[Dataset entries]
"""

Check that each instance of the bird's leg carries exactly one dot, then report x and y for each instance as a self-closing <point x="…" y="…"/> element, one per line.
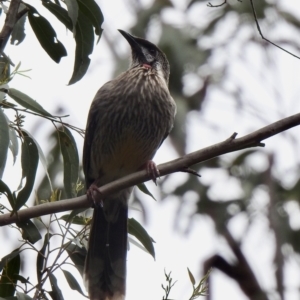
<point x="152" y="170"/>
<point x="95" y="195"/>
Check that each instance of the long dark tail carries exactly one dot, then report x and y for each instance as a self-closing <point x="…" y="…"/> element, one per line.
<point x="105" y="266"/>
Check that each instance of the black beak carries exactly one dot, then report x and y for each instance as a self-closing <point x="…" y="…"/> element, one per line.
<point x="134" y="44"/>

"""

What to do
Output only the lines from the line that contains "Check that each instance of the black" through the end of the entries, both included, exactly as they appear.

Solved problem
Check that each instance of the black beak carries exactly one dot, then report x and y for each instance as a self-closing <point x="…" y="…"/> element, one per line.
<point x="134" y="44"/>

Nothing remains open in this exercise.